What is being asked: Print nothing but the lines below starting at the line that holds "Place a dot on every instance of the octagonal" and ending at the line that holds "Place a dot on every instance of the side", including both, each exactly as written.

Dataset records:
_ _ _ _

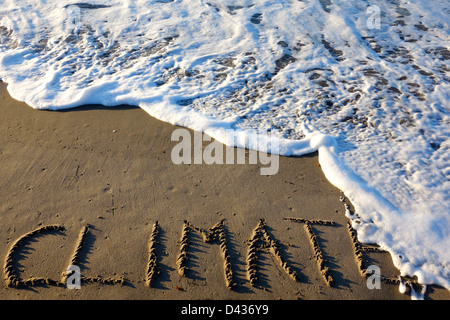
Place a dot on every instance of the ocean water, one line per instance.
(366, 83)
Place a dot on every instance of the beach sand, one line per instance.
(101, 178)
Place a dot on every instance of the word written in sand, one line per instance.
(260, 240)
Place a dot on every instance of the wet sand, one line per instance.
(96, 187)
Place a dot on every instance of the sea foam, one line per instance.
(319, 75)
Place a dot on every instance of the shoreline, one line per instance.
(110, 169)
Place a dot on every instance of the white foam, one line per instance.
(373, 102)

_ _ _ _

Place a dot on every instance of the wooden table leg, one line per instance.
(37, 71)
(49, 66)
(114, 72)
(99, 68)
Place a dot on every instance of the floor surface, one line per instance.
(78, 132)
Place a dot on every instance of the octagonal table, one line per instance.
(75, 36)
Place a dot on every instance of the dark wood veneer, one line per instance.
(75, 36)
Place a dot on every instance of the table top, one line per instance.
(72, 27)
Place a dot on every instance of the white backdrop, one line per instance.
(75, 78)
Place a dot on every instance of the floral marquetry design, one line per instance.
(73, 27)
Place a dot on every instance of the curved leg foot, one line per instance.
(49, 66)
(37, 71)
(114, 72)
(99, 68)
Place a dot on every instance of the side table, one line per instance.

_ _ _ _

Result of the task:
Place a dot on every instance of the octagonal table, one line per instance.
(75, 36)
Place a dot on every instance of the dark wood veneer, one line per instance.
(75, 36)
Place a dot on every instance of the table top, one line per instance.
(72, 27)
Place a dot on every instance of the white backdrop, one line per instance.
(75, 78)
Place a dot on every instance of the floral marquetry design, one line per instance.
(73, 27)
Place a dot on every instance of the curved leg foot, one line per instance.
(49, 66)
(37, 71)
(114, 72)
(99, 68)
Place a dot on every instance of the side table, one line per instance.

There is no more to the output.